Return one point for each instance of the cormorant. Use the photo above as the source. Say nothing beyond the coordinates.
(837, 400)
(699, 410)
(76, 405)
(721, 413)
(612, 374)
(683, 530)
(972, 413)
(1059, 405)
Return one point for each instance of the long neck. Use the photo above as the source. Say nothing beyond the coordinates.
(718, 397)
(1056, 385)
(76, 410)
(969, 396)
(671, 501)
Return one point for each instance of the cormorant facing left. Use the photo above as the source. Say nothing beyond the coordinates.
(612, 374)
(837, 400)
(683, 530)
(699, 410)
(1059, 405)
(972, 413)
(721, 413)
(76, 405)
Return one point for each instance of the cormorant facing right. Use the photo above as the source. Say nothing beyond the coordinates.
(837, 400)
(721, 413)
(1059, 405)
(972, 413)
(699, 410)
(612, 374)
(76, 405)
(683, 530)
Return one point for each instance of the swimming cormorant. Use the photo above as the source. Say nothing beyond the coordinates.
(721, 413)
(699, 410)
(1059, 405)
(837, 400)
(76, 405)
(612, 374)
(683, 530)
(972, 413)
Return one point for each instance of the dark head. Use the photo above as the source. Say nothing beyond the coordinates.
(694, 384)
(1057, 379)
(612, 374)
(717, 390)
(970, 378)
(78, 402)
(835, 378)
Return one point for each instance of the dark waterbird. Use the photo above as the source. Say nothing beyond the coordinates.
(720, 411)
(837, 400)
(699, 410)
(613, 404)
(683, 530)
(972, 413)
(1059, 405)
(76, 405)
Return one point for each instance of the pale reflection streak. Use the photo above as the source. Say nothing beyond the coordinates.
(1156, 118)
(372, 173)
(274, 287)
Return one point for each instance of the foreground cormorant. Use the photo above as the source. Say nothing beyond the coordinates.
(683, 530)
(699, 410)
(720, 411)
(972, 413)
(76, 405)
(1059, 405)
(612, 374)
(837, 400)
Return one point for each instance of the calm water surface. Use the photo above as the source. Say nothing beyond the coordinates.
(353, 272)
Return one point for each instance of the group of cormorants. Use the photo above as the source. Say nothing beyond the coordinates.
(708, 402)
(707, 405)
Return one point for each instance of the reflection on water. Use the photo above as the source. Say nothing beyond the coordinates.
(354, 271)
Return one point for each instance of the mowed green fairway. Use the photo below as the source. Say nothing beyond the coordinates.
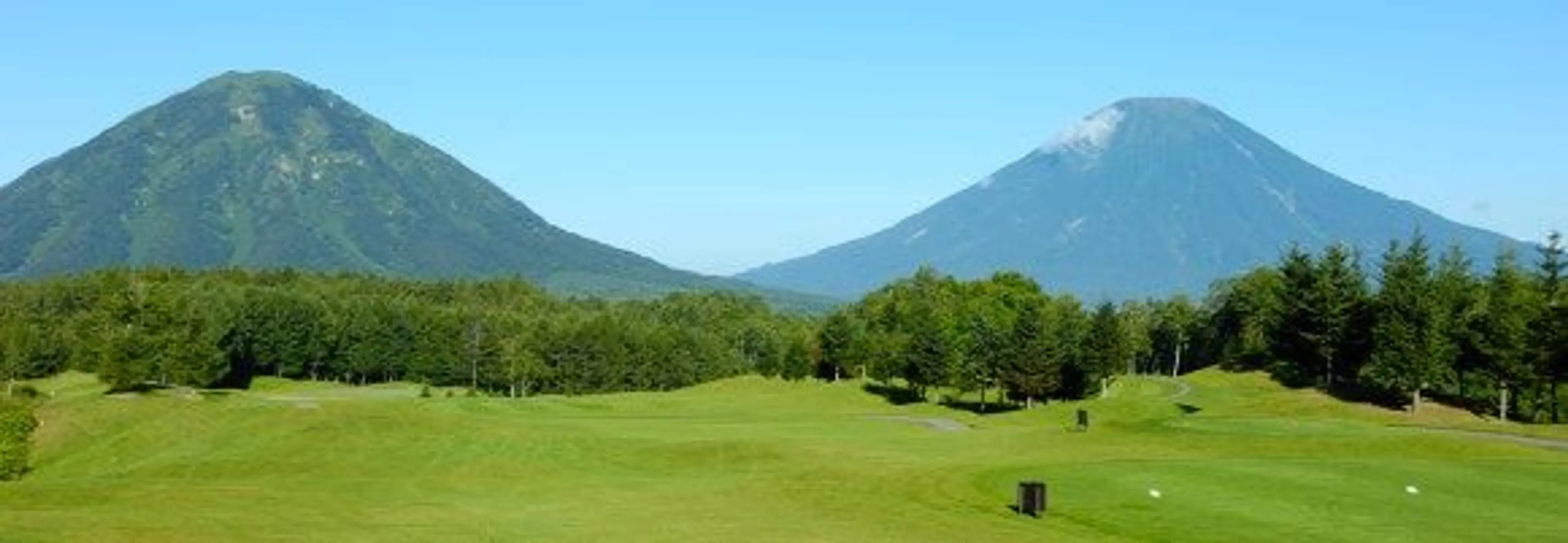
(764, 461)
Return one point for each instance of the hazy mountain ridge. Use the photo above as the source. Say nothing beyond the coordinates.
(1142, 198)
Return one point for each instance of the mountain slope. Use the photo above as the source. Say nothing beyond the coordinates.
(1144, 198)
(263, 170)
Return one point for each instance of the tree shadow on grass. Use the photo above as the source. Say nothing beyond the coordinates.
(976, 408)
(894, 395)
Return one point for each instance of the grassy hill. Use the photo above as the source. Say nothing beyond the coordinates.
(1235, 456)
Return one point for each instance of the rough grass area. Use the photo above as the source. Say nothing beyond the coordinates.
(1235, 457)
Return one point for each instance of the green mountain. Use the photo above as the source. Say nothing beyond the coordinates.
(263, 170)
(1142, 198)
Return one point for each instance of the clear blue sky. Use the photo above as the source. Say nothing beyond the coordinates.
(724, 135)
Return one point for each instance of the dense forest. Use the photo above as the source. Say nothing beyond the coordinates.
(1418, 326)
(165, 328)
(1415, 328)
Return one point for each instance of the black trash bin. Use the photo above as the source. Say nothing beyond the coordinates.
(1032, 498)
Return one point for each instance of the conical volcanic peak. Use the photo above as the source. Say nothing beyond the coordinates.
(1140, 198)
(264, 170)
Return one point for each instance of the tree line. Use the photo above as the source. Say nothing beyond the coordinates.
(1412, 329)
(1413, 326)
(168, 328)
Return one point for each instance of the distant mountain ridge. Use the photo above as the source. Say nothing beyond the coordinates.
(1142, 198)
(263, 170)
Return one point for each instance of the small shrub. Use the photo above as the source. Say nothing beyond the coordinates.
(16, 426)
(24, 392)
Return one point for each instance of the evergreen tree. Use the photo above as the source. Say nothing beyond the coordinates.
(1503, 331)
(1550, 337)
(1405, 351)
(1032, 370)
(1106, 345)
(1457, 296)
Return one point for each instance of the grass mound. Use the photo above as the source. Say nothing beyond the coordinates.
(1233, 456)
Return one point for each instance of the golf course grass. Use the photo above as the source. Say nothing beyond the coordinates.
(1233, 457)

--

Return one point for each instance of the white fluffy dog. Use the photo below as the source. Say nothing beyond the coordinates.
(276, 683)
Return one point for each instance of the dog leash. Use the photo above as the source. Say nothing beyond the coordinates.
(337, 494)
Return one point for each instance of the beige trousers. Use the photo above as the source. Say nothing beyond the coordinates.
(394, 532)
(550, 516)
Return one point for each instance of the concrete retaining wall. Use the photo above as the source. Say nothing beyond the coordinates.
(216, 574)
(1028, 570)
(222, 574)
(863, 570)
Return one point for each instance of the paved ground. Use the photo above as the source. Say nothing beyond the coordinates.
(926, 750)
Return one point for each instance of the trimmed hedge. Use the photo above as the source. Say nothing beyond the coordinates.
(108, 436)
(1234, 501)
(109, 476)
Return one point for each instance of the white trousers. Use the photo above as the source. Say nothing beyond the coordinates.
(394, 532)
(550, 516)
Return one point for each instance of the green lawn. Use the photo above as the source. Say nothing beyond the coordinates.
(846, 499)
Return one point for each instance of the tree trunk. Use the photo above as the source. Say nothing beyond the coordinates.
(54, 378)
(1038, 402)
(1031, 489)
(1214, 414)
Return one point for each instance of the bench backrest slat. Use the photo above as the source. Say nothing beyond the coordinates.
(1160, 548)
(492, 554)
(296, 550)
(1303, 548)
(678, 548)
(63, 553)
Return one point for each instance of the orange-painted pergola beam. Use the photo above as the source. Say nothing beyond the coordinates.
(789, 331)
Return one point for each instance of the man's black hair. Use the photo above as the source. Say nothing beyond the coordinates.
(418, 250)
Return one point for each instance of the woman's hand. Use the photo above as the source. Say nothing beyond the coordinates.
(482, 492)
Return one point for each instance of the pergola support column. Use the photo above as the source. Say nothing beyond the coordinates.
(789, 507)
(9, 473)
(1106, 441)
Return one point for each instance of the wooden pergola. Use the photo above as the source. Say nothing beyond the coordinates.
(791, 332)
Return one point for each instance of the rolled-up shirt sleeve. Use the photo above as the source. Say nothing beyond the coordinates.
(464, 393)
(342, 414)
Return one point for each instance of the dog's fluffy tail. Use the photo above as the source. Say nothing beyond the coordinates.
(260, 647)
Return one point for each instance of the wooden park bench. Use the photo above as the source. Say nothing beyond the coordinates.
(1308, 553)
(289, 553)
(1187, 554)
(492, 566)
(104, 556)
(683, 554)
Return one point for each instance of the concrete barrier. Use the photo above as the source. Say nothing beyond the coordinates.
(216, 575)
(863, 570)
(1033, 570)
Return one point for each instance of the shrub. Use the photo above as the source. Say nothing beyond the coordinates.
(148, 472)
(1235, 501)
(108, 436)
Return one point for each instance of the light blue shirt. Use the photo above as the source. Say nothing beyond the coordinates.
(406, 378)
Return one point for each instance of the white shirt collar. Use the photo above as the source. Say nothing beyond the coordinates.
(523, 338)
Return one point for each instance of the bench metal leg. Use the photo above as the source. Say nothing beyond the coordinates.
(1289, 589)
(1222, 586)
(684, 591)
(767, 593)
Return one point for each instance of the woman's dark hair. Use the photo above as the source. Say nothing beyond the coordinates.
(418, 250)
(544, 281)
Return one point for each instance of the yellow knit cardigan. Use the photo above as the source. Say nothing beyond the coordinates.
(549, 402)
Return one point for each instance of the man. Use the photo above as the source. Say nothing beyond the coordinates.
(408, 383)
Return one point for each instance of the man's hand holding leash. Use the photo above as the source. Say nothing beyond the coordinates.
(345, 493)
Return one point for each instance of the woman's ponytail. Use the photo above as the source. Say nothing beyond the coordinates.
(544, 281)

--

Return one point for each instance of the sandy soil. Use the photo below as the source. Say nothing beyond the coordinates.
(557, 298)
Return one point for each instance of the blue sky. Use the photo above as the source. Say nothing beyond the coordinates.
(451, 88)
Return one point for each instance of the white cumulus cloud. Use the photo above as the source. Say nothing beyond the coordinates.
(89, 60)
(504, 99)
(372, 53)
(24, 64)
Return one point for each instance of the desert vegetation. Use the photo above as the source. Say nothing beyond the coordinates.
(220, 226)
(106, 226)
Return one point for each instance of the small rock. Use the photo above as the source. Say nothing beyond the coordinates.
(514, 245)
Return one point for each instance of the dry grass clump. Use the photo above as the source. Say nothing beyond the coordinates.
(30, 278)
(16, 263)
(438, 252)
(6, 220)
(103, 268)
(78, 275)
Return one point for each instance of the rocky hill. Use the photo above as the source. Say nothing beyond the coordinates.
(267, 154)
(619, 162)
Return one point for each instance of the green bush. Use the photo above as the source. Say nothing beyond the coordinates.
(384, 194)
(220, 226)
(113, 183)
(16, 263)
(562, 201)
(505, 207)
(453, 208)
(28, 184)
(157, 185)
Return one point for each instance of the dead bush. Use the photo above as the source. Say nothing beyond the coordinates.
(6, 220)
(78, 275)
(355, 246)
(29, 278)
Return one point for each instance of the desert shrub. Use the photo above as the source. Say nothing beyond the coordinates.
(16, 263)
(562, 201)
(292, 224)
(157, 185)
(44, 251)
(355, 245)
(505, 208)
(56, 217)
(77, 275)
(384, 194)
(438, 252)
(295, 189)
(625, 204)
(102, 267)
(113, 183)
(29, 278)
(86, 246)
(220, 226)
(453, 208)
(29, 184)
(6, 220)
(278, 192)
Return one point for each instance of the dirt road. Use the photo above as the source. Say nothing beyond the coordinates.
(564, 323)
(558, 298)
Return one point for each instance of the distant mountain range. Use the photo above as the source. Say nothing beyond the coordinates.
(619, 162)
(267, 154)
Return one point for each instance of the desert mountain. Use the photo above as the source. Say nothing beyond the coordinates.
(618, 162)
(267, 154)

→ **Set task**
From the entries above, pick out and copy each line that contains the string "blue", treating uppercase and lowercase as different.

→ **Completed exercise**
Return one point for each instance of the clear blue sky. Use the photo above as the source. Say nothing beyond the coordinates.
Return one point for each instance of the light blue shirt. Use the photo above as the source. Say nothing beyond the coordinates.
Return one point for each instance of the blue sky. Use the photo above as the source. Say nothing beyond the coordinates.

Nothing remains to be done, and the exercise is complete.